## Text extract
# # # #

Business Musings: Art (Rethinking The Writing Business Part Six)
The eagle-eyed among you will note that we changed the cover of the brand-new Kristine Grayson release about two weeks after the book came out. Allyson Longuiera, the publisher of WMG and our designer, discusses the reasons why in her blog of a few weeks ago.
The short version is really simple: the art on the cover appeared on another book first. Another fairy tale book first. Another Rapunzel book first. And that was too much.
So, we decided to change the cover. We’re using a photo of the same model, just in a different position. And if this were 2017, that would be all. We wouldn’t give it much thought.
After all, even traditional publishers use stock art these days, and those publishers often use the same piece of stock art, just slap a different title and byline on it, and maybe put a slightly different color border. That’s it.
But it’s not 2017. And I’ve learned a lot since then. In fact, it’s not even January.
You see, in January of this year, Allyson and I worked on the rebranding of all of my Kristine Grayson books to honor the completion of Hidden Charm. She did most of the work, and I mostly got out of the way. These books have been very difficult to brand. We’ve gone through a variety of different ideas, and we both liked the fairy tale branding we came up with this time.
She worked hard on the rebranding, redoing all of our existing Kristine Grayson covers, and designing covers for the brand new omnibuses, which we released one per month starting in March, as well as the new cover for Hidden Charm.
We figured that was it.
Then Dean and I went to the licensing expo. And the first thing we realized—or maybe, to be fair, the first thing Dean realized—was that we needed to license exclusive art for our books. Not just for the covers, but for interiors as well as some of the characters.
We needed to go back to the old way of doing things, pre-2009. We needed to commission art for each novel, and make sure that art is consistent.
I feel a bit bad about this. I love the freedom of redesigning a cover in an afternoon. I also like working with stock art, because it’s proven. I can show you dozens of covers of mine from traditional publishing in which the cover artist got the cover wrong or simply did a truly terrible piece of art. (My first cover for Sacrifice here in the U.S. looked like it was drawn by a six-year-old. That’s why there’s all kinds of scrollwork around it, to hide how bad the art really is.)

# # # #

## Data records
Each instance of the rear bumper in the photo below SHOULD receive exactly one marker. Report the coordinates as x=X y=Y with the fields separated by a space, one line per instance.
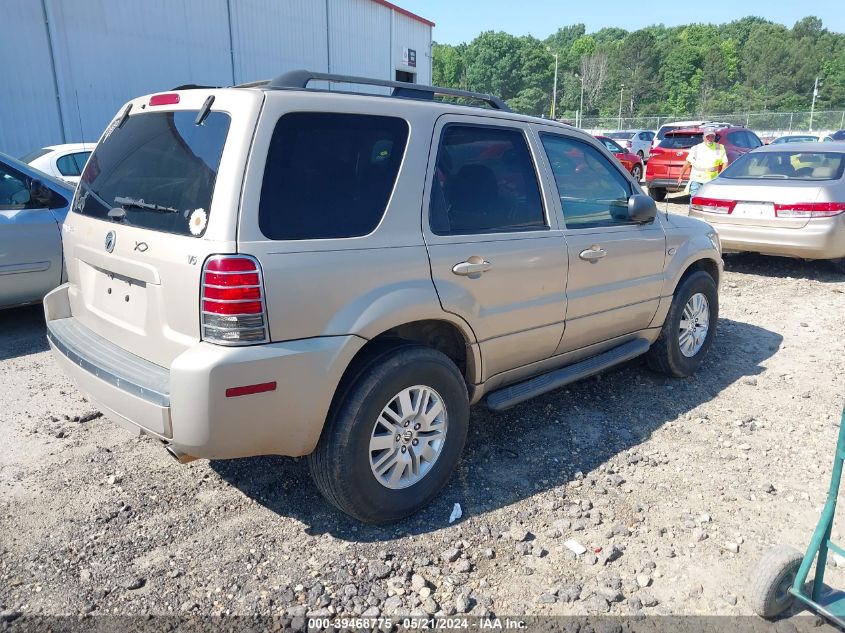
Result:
x=670 y=184
x=186 y=405
x=820 y=238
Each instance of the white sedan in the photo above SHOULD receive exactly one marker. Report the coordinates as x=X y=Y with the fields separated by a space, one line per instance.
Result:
x=61 y=161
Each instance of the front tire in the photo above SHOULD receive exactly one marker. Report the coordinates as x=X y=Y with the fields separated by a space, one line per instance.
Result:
x=395 y=436
x=689 y=328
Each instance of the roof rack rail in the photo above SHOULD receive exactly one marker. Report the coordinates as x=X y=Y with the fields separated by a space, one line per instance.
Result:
x=301 y=79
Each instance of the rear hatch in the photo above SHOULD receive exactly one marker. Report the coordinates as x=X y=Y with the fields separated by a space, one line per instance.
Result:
x=159 y=195
x=667 y=160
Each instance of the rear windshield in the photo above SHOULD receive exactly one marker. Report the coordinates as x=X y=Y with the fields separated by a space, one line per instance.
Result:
x=680 y=141
x=661 y=133
x=38 y=153
x=787 y=165
x=159 y=168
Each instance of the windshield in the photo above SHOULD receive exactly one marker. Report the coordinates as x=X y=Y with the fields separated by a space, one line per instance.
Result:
x=156 y=171
x=794 y=139
x=612 y=146
x=787 y=165
x=680 y=141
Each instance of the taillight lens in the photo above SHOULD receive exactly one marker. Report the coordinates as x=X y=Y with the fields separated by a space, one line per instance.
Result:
x=809 y=209
x=712 y=205
x=233 y=308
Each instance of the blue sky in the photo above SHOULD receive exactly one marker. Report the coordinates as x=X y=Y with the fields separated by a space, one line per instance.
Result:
x=461 y=20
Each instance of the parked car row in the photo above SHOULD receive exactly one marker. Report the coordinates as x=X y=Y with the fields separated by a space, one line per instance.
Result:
x=663 y=171
x=33 y=206
x=274 y=269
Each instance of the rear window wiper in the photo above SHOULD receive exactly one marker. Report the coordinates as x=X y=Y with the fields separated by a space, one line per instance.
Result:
x=140 y=204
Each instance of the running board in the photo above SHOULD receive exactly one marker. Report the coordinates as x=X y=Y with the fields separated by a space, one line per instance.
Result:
x=510 y=396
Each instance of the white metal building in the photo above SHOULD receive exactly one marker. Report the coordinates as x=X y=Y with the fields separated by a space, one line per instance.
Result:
x=68 y=65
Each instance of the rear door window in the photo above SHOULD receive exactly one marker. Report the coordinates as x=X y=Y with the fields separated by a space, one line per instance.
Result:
x=329 y=175
x=484 y=182
x=592 y=191
x=159 y=167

# # # #

## Written exercise A
In the Business Musings post, why was the cover of the new Kristine Grayson release changed?
## Written exercise B
Translate this sentence from the Business Musings post into Spanish: "We needed to commission art for each novel, and make sure that art is consistent."
## Written exercise C
List everything the Business Musings post says they needed to license exclusive art for.
The rows play no part in this work and can be set aside.

## Correct answer A
The art on the cover had already appeared on another fairy tale book, another Rapunzel book.

## Correct answer B
Necesitábamos encargar arte para cada novela y asegurarnos de que ese arte fuera coherente.

## Correct answer C
Covers, interiors, and some of the characters.